▶ Instructions for the task
Recast the rows below as a numbered list, starting with the line containing "Each instance receives one keypoint. Mark the clear" and running through the last row, and leave out any blank lines.

(Excerpts of location labeling data)

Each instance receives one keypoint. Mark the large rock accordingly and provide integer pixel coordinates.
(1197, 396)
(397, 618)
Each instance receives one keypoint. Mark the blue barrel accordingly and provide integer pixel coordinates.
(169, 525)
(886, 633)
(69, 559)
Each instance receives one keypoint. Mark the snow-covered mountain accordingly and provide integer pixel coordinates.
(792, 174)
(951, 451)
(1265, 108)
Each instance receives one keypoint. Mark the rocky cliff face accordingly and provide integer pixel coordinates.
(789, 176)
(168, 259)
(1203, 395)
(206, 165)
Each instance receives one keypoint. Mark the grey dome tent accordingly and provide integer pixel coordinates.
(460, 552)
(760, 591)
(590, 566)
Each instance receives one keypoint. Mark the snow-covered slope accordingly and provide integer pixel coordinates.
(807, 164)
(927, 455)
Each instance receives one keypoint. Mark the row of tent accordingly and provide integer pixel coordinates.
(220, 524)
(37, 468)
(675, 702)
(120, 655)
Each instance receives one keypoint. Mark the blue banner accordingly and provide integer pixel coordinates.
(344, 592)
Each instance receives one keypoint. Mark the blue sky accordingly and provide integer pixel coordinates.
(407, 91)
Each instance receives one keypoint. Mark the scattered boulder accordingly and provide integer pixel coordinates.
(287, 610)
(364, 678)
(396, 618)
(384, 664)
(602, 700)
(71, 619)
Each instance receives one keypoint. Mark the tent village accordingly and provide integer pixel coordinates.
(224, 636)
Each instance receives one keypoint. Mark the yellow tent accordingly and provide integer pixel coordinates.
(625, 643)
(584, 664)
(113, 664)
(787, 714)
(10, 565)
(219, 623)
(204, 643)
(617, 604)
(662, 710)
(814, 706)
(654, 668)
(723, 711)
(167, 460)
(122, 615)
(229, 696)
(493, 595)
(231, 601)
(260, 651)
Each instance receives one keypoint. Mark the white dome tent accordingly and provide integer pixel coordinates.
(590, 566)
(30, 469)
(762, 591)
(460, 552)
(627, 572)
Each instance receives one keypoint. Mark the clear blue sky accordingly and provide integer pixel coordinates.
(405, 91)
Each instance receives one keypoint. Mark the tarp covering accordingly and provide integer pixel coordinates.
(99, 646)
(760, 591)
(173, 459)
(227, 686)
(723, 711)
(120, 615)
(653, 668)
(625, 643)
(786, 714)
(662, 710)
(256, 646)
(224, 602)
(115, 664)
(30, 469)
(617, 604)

▶ Correct answer
1. Each instance receives one keypoint. Mark the clear blue sky accordingly and provide integer pixel coordinates.
2. (405, 91)
3. Each instance receives one keypoint. Mark the tarp covering accordingly and provide integer pixel coordinates.
4. (99, 646)
5. (760, 591)
6. (173, 459)
7. (227, 686)
8. (723, 711)
9. (120, 615)
10. (653, 668)
11. (625, 643)
12. (786, 714)
13. (662, 710)
14. (256, 646)
15. (224, 602)
16. (115, 664)
17. (30, 469)
18. (617, 604)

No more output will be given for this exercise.